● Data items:
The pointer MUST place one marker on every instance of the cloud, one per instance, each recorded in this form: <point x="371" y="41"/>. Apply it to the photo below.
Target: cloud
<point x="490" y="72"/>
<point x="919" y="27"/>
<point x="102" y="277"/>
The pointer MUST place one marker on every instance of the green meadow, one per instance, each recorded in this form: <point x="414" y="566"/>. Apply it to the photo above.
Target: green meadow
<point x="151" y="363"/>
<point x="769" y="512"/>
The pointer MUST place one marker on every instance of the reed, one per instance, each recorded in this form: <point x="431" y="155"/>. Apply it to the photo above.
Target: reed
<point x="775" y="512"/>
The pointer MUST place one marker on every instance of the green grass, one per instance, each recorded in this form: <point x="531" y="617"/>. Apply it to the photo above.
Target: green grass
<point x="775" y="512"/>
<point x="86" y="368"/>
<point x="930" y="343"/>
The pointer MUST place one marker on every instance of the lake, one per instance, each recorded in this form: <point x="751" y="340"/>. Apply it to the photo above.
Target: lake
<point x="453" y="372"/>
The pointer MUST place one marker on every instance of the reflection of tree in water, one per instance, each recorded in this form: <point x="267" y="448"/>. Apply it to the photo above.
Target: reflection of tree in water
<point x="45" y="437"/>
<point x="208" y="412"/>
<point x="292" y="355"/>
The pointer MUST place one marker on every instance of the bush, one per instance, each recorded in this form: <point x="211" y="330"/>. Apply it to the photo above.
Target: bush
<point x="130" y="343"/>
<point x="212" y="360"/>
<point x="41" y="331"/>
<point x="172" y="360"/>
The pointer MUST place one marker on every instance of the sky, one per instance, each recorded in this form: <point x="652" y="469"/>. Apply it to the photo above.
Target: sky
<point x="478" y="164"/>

● WHAT THE TASK REQUIRES: Now write the data shown above out again, word for word.

● TASK ANSWER:
The pointer MUST place one marker on every instance of the cloud, one per instance, each recorded in this form: <point x="371" y="41"/>. Apply it to the photo below.
Target: cloud
<point x="490" y="72"/>
<point x="919" y="27"/>
<point x="102" y="277"/>
The pointer MUST place one marker on every instance of the green meadow, one per instance, each recorded in this form: <point x="414" y="566"/>. Apply it to the photo above.
Target: green meadow
<point x="151" y="363"/>
<point x="769" y="512"/>
The pointer MUST place one marker on every instance of the reed, one per instance, each recorded in this form: <point x="431" y="155"/>. Apply it to the photo above.
Target: reed
<point x="775" y="512"/>
The pointer MUST place one marker on every instance of the green grass, one per instance, each recorded in this form: <point x="531" y="617"/>. Apply it to the photo above.
Target: green grass
<point x="775" y="512"/>
<point x="86" y="368"/>
<point x="930" y="343"/>
The pointer MUST place one marker on every instance of the lake, one per instance, each recorded in this form: <point x="751" y="340"/>. Apply it to the photo above.
Target: lake
<point x="453" y="372"/>
The pointer MUST place one marker on every instance of the reflection of tree in water, one per instance, each recorded in this form: <point x="267" y="448"/>. Apply it to the photo above.
Target: reflection of tree in water
<point x="45" y="437"/>
<point x="208" y="412"/>
<point x="292" y="355"/>
The pointer MUST place one marker on every instance of the bush, one per instance, each recorded in this form: <point x="211" y="330"/>. Apply it to the photo above.
Target: bush
<point x="130" y="343"/>
<point x="212" y="360"/>
<point x="41" y="331"/>
<point x="172" y="360"/>
The pointer MUST place one marker on every instance of the sky, one per instance, each recorded in this form: <point x="652" y="469"/>. Apply it to the photo above.
Target: sky
<point x="478" y="164"/>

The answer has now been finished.